### WHAT IS EXPECTED:
The copy you produce must repeat each record exactly and contain no pictures.

*** PROVIDED INFORMATION ***

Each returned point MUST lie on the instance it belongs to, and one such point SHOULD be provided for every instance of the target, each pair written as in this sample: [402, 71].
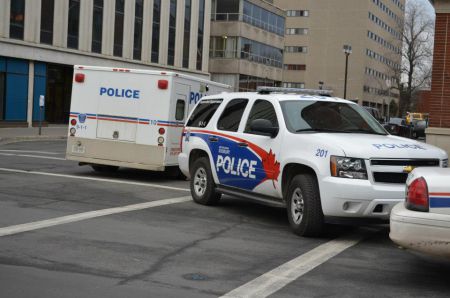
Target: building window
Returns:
[297, 13]
[97, 27]
[47, 13]
[294, 67]
[17, 19]
[263, 19]
[261, 53]
[296, 31]
[187, 33]
[201, 23]
[73, 24]
[293, 85]
[155, 30]
[295, 49]
[118, 28]
[138, 16]
[172, 32]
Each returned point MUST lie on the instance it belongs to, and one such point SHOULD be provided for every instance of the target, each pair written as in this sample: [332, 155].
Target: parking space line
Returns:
[94, 179]
[33, 156]
[274, 280]
[16, 229]
[31, 151]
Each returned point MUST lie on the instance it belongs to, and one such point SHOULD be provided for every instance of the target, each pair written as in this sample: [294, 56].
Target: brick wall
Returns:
[440, 84]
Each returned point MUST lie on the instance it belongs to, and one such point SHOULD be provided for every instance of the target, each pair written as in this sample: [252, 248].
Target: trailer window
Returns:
[179, 110]
[203, 112]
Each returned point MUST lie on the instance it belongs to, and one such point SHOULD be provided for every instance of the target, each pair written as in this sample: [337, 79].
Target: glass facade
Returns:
[201, 23]
[172, 32]
[155, 30]
[47, 15]
[138, 17]
[259, 17]
[17, 19]
[118, 28]
[97, 27]
[187, 32]
[73, 24]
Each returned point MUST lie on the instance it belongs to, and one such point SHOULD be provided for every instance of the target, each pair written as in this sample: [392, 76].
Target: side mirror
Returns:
[263, 127]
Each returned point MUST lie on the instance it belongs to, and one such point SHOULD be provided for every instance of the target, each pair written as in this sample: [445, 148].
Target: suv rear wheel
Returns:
[203, 188]
[303, 206]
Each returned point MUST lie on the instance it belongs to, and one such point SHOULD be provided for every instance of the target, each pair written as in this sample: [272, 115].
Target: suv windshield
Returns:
[325, 116]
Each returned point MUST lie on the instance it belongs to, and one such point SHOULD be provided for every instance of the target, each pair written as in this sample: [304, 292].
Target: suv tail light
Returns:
[417, 195]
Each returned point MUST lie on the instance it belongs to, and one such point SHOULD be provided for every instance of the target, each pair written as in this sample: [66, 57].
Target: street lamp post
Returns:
[347, 51]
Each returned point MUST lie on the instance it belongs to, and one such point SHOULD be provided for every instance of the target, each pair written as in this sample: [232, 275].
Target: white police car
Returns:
[320, 157]
[422, 222]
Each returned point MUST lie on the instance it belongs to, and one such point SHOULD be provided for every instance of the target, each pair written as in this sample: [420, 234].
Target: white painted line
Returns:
[274, 280]
[94, 179]
[87, 215]
[33, 156]
[31, 151]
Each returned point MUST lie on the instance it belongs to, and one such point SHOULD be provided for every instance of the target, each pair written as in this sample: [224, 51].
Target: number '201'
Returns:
[321, 153]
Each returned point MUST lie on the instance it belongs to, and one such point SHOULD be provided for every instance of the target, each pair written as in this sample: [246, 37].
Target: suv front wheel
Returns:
[203, 188]
[303, 205]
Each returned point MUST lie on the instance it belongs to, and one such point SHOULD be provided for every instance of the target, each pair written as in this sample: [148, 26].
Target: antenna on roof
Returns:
[268, 90]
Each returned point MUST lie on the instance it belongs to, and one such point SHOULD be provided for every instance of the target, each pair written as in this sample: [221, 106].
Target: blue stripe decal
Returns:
[439, 202]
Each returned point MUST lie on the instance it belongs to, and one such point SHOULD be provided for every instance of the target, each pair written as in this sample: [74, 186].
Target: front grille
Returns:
[390, 177]
[405, 162]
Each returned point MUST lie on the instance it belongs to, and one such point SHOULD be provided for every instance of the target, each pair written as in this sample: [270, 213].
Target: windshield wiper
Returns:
[360, 130]
[320, 130]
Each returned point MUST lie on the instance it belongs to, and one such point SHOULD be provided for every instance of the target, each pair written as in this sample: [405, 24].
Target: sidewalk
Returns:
[17, 134]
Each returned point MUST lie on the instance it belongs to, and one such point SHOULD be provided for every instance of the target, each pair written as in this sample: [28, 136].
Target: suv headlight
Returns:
[348, 167]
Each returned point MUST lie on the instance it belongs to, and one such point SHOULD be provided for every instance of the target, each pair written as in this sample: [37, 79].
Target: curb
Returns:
[4, 141]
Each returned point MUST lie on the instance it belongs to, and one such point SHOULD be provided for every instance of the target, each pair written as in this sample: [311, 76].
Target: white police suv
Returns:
[320, 157]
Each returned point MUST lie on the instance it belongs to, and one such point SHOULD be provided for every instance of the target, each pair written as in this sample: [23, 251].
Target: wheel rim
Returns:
[297, 206]
[200, 182]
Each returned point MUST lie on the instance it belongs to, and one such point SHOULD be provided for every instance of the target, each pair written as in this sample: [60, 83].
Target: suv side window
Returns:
[232, 115]
[203, 112]
[262, 109]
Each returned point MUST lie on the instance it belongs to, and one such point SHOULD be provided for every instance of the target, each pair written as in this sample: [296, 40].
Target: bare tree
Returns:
[417, 36]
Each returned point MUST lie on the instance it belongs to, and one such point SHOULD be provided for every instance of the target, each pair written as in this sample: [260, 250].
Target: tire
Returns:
[203, 188]
[104, 168]
[303, 206]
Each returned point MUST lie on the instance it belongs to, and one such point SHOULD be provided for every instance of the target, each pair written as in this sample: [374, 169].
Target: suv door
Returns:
[267, 148]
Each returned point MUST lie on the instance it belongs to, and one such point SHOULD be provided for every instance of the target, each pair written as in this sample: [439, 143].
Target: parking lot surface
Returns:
[67, 231]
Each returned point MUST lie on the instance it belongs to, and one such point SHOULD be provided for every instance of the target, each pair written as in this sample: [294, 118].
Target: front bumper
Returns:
[359, 198]
[422, 231]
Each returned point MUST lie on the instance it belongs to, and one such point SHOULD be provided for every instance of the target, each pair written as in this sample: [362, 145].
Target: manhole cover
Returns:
[195, 276]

*** End of PROVIDED INFORMATION ***

### FINISHED TASK:
Each returned point MUST lie on the instance it belongs to, and one such point SHOULD be provided for every instance of the target, each pair written as in this sample: [402, 71].
Target: building window
Returns:
[297, 13]
[97, 27]
[47, 13]
[294, 67]
[17, 19]
[263, 19]
[261, 53]
[296, 31]
[187, 33]
[201, 23]
[73, 24]
[293, 85]
[155, 30]
[295, 49]
[118, 28]
[138, 16]
[172, 32]
Each returned point MUST lie on the instance it belongs to, and one such point SHOULD be provided for every instance of the target, each pair written as in this sample: [332, 155].
Target: parking space line
Returns:
[94, 179]
[33, 156]
[274, 280]
[16, 229]
[31, 151]
Each returned point MUST lie on the instance it belongs to, and one such point SHOULD be provided for every instance of the target, each pair written as in this sample: [294, 56].
Target: brick wall
Returns:
[440, 84]
Each returned point MUST lie on the instance it belongs to, and one such point SHOULD be provided for every instance of the target, each pair written as in this sample: [252, 248].
Target: trailer window
Returns:
[179, 110]
[203, 112]
Each returned point MUST lie on the instance it belongs to, and one such point SHOULD be provided for every instance of the target, each pair written as in this sample: [337, 79].
Target: glass facade
Returns:
[201, 23]
[172, 32]
[155, 30]
[47, 15]
[138, 17]
[259, 17]
[17, 19]
[118, 28]
[97, 27]
[187, 32]
[73, 24]
Each returned point MUST lie on the instance it belongs to, and one such point SHOULD be provided for every instance of the target, each pair written as in this sample: [392, 76].
Target: side mirror
Returns:
[263, 127]
Each returned point MUST lie on the instance it belongs to, and one such point SHOULD be provided for every instance of the target, each pair written as in this sample: [445, 148].
Target: suv rear wheel
Returns:
[203, 188]
[303, 206]
Each returned point MUST lie on the instance it belongs to, and one such point SHOULD be provided for every instance of the target, each pair written as in this sample: [272, 115].
Target: suv windshield
Returns:
[325, 116]
Each returned point MUST lie on the instance it belongs to, and one such point SHOULD be provided for every instance of the target, each pair written as in this sample: [304, 292].
Target: suv tail light
Returns:
[417, 195]
Each returned point MUST lie on the instance it belongs to, and one such point SHOULD be provided for every instance of the target, each pair written as in this sample: [66, 57].
Target: street lamp post
Returns:
[347, 51]
Each returned point MUST lie on the instance it belongs to, and one such point SHOULD be provided for every instance of the target, each pair written as in this sample: [232, 275].
Target: white police car
Returns:
[320, 157]
[422, 222]
Each returned point MUST lie on the instance it belongs to, and one such point SHOULD be provided for every instance of the target, each pair written as in this sample: [420, 234].
Target: white painted line
Returns:
[274, 280]
[94, 179]
[87, 215]
[33, 156]
[31, 151]
Each returned point MUST lie on the instance it belongs to, and one such point SHOULD be provided for every instance of the target, each pair written as in this sample: [224, 51].
Target: number '201'
Returns:
[321, 153]
Each returned point MUST lie on the instance it belongs to, and one such point SHOULD be provided for every instance of the target, each pair written as in this sample: [246, 37].
Target: suv front wheel
Returns:
[203, 188]
[303, 205]
Each returned point MUST lie on the instance it belongs to, and one such point SHOULD be provided for every instance of the target, each pair written as in this sample: [148, 26].
Target: antenna on roof
Returns:
[268, 90]
Each returned point MUST lie on the instance it belongs to, and one such point SHOULD be provided for every instance of the target, each pair written as in this sample: [221, 106].
Target: blue stripe decal
Returns:
[439, 202]
Each returned point MUST lie on the instance it belongs to, and one such point SHOULD be provided for every instance of the target, each pair written as in this sample: [74, 186].
Target: front grille
Returns:
[390, 177]
[405, 162]
Each returned point MUST lie on the instance it belongs to, and one such point SHOULD be provided for every instance of the target, each pair written as in this sample: [270, 213].
Target: windshield wiper
Returns:
[360, 130]
[320, 130]
Each returned point MUST lie on the instance it belongs to, and one such point SHOULD be provided for every instance of the target, each pair written as in this sample: [405, 24].
Target: sidewalk
Returns:
[17, 134]
Each returned point MUST lie on the instance it belongs to, and one such point SHOULD be provided for every instance of the target, each pair written as in this sample: [28, 136].
Target: suv headlight
Returns:
[348, 167]
Each returned point MUST lie on the instance it belongs to, and one such point SHOULD be provided for every instance of the target, each pair written as in this sample: [37, 79].
Target: curb
Returns:
[4, 141]
Each returned point MUST lie on the instance it belongs to, and one such point SHOULD be provided for every instance of the target, each pair written as in this sample: [311, 76].
Target: white police suv
Returns:
[320, 157]
Each returned point MUST lie on the instance it belongs to, and one such point SHOULD be provided for every instance of the target, each pair written as in this sample: [23, 251].
Target: wheel rim
Returns:
[297, 206]
[200, 182]
Each returned point MUST lie on the instance it belongs to, and one such point SHOULD be provided for every instance of the target, each pair written as in this sample: [60, 83].
Target: suv side window
Returns:
[232, 115]
[203, 112]
[262, 109]
Each returned point MUST lie on the instance it belongs to, and one such point SHOULD be provided for every instance of the target, each pair written as in this sample: [296, 40].
Target: bare tree
Returns:
[417, 36]
Each returned point MUST lie on the instance it belongs to, and one such point SHOULD be provided for every instance of the target, each pair written as in this sample: [260, 250].
Target: tire
Returns:
[203, 188]
[104, 168]
[303, 206]
Each returned point MUST lie on the instance it belongs to, and one such point SHOULD be provided for every instance of the target, each pair written as in this sample: [374, 169].
Target: suv door
Returns:
[267, 148]
Each returned point MUST lie on the instance it belongs to, and one such point SHOULD be provided for every instance of the target, each pair written as in this sample: [439, 143].
Target: parking lot surface
Returns:
[67, 231]
Each returned point MUST lie on the instance it belongs to, and one such point SHOULD be provided for every instance of the target, each pair written as in this sample: [294, 118].
Target: front bumper
Returns:
[359, 198]
[422, 231]
Each returned point MUST lie on the instance it belongs to, and one such point SHOULD be provided for every instance of the target, each pair written as in this sample: [362, 145].
Target: manhole cover
Returns:
[195, 276]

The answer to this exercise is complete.